Exercise tasks:
(a) Translate this sentence from the passage on mindfulness programs in Minneapolis schools into Spanish: "Trained facilitators go into classrooms twice a week, leading students through breathing exercises, body scans, and simple seated meditation."
(b) Answer these questions from the passage on mindfulness programs in Minneapolis schools:
(i) About how many students does the DynamicMindfulness expansion cover?
(ii) By what percentage did pediatric mental health referrals at Hennepin Healthcare climb between 2022 and 2025?
(iii) What does the Search Institute training cost per educator when purchased outside of district-level contracts?

Given passage:

Minneapolis Public Schools expanded its partnership with the Niroga Institute's DynamicMindfulness curriculum to 14 district schools this fall, the broadest rollout of a structured mindfulness program in the district's recent history. The expansion covers roughly 4,200 students across grades three through eight, with weekly sessions built directly into the school day rather than offered as an optional after-school add-on.
The timing matters. Pediatric mental health referrals at Hennepin Healthcare climbed 31 percent between 2022 and 2025, according to the health system's community report released last March. School counselors in Minneapolis have been vocal about the gap between demand for mental health support and available licensed staff. Mindfulness programming, advocates argue, doesn't replace therapy but it does give kids a daily tool to manage anxiety before it reaches a crisis point.
What's Actually Running in Minneapolis Classrooms Right Now
The Niroga curriculum isn't the only game in town. The Mind Body Awareness Project has been running eight-week residencies at several North Minneapolis schools, including those in the Jordan and Near North neighborhoods, since 2019. Trained facilitators go into classrooms twice a week, leading students through breathing exercises, body scans, and simple seated meditation. The residencies cost districts nothing directly — the program operates on a grant-funded model and last year drew support from the Minneapolis Foundation.
On the South Side, Southside Family School near the Powderhorn Park neighborhood has embedded a daily two-minute mindfulness break into its morning circle routine for the past three school years. Staff there completed a 12-hour training through Search Institute, a Minneapolis-based research organization that studies youth development. The training runs about $275 per educator when purchased outside of district-level contracts.

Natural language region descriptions
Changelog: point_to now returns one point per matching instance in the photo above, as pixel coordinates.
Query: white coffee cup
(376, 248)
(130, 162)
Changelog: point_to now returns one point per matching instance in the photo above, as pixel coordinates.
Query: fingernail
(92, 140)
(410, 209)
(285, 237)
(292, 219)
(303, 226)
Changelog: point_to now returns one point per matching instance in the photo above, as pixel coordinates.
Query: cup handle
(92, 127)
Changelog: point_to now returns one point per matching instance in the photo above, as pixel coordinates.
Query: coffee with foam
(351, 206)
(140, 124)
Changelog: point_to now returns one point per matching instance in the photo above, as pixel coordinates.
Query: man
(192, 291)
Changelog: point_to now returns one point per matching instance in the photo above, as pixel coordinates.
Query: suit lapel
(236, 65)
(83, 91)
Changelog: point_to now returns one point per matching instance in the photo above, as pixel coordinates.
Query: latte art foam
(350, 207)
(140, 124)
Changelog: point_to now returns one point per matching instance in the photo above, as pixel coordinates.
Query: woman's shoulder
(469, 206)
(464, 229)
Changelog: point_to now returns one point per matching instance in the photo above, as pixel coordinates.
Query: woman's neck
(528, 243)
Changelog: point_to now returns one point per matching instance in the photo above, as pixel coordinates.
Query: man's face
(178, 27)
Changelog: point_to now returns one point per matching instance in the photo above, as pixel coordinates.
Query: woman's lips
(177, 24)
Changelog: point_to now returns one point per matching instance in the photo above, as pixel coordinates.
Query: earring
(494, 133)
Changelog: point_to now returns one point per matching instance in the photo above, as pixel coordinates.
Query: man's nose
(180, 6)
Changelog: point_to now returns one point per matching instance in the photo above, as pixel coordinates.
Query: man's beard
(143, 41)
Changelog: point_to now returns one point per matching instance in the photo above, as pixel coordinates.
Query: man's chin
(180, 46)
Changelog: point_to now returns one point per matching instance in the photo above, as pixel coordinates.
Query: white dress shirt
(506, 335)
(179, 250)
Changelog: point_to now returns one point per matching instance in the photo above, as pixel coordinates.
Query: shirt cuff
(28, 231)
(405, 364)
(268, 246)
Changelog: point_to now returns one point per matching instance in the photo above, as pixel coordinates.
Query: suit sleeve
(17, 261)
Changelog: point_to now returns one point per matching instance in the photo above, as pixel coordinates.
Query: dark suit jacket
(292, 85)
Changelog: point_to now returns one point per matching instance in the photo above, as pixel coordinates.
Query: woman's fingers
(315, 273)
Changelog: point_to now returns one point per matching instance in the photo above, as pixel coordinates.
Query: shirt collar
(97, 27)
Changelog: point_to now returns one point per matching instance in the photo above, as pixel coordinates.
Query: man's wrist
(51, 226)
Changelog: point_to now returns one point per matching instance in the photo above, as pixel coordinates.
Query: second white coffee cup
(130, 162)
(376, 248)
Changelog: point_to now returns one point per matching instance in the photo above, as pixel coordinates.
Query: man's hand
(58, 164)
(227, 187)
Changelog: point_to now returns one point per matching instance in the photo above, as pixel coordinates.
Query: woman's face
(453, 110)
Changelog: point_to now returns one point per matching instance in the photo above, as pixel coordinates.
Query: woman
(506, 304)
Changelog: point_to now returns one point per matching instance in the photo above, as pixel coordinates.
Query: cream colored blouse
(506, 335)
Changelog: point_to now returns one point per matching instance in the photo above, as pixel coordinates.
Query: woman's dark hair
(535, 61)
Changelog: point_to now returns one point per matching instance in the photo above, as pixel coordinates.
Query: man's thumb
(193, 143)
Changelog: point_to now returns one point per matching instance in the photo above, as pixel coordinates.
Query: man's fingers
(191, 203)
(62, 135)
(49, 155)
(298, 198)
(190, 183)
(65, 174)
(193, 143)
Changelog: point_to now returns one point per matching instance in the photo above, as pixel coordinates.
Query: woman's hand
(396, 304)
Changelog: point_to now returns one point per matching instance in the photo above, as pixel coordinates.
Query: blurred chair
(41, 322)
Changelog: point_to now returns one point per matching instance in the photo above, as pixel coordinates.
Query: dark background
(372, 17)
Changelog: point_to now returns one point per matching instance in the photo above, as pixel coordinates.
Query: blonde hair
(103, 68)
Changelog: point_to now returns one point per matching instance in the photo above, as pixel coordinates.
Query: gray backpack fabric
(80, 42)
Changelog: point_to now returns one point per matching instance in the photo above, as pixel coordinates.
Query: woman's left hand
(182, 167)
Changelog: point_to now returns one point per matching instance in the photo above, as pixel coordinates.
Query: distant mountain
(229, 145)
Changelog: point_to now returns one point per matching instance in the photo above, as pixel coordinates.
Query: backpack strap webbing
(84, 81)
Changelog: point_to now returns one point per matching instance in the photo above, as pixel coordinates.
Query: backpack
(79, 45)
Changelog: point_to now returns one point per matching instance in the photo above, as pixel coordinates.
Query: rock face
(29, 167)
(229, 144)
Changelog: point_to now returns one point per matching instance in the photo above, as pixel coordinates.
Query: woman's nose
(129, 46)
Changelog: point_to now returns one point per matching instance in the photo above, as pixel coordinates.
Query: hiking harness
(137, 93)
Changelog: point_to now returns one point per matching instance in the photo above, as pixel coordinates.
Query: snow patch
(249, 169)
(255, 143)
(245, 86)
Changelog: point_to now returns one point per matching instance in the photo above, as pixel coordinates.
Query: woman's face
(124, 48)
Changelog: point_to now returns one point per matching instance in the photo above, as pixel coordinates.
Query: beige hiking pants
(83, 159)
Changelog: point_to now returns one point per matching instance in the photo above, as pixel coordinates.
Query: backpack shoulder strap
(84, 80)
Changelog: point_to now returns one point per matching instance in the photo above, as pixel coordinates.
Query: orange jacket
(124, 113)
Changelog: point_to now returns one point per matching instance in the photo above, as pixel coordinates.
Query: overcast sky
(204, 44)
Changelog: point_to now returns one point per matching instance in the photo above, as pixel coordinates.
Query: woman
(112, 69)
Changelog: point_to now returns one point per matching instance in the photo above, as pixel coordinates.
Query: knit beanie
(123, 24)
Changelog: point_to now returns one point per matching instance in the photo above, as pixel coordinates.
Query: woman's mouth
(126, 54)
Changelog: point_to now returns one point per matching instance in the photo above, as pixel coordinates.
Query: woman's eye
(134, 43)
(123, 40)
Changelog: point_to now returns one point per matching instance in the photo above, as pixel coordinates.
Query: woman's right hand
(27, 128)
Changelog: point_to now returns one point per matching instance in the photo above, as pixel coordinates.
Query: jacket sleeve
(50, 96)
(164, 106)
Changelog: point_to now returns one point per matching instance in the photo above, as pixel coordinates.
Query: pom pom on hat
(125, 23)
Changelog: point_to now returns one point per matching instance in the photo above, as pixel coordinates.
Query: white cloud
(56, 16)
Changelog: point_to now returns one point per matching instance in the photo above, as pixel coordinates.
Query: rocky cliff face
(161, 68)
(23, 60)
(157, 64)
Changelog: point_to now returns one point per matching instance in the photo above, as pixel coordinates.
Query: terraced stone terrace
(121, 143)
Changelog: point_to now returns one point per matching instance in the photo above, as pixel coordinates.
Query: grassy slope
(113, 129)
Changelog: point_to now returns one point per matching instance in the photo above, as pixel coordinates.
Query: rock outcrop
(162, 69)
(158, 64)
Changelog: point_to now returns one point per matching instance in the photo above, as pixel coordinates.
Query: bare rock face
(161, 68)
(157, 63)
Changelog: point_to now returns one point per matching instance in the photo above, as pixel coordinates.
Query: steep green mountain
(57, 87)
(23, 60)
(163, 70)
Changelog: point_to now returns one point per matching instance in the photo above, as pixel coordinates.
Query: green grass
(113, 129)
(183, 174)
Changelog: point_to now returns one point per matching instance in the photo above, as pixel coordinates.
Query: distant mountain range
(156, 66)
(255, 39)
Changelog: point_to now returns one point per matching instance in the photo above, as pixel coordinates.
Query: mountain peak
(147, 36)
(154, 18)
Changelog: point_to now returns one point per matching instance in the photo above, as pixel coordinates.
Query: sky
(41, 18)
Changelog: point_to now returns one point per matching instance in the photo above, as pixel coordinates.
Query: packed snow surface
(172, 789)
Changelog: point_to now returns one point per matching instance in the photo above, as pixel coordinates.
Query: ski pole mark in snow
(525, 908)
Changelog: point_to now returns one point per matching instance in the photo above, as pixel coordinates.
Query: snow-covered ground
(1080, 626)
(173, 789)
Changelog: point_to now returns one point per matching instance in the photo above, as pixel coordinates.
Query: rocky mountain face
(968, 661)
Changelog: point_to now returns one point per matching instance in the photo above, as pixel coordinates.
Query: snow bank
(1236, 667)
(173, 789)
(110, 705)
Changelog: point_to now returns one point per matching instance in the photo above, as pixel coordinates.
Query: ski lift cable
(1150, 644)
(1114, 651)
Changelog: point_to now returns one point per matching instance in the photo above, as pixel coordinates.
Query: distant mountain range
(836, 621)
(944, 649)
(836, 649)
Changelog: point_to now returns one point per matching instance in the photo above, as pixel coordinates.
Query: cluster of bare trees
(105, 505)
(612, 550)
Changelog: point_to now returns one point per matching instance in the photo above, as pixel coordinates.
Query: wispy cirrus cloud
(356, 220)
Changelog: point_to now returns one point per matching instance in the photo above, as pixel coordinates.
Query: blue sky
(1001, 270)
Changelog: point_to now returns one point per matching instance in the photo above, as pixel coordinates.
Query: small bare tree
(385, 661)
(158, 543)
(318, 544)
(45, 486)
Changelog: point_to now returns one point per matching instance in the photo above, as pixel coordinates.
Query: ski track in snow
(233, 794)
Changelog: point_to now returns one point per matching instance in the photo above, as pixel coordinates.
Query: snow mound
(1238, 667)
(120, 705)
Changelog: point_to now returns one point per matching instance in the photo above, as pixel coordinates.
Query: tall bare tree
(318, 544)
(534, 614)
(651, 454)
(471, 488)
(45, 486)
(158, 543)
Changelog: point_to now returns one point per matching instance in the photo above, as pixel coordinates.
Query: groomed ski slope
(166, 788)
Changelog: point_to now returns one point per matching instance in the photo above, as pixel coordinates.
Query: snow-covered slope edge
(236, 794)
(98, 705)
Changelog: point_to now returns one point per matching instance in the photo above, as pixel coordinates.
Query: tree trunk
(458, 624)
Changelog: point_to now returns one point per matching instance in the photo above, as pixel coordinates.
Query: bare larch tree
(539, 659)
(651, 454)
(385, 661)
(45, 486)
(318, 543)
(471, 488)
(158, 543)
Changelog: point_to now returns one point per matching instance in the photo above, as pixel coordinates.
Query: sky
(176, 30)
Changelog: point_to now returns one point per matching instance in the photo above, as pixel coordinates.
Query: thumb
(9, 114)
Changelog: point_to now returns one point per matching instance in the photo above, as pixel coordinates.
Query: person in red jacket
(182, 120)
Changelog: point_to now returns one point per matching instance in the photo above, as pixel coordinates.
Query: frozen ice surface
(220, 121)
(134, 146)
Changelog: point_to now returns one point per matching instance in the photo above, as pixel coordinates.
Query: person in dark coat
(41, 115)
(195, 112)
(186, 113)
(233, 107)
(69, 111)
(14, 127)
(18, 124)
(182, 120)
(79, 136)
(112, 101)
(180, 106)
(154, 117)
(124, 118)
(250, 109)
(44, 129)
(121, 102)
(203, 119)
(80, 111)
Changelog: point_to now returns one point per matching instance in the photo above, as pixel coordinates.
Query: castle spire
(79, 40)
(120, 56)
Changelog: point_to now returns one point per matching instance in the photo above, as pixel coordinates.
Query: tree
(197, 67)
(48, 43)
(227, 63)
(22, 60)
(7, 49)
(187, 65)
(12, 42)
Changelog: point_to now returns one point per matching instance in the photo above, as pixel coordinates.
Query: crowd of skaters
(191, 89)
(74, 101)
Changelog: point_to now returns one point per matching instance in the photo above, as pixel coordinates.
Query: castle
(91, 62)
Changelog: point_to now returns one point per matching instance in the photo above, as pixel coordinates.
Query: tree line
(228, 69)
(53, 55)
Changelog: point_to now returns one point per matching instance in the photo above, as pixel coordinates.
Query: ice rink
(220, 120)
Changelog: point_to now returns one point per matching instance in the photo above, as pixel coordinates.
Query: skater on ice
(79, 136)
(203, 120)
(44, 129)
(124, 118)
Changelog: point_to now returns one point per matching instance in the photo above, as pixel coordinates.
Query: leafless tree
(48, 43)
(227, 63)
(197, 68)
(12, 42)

Solution set:
(a) Facilitadores capacitados acuden a las aulas dos veces por semana y guían a los estudiantes en ejercicios de respiración, escaneos corporales y meditación sencilla en posición sentada.

(b)
(i) Roughly 4,200 students.
(ii) 31 percent.
(iii) About $275.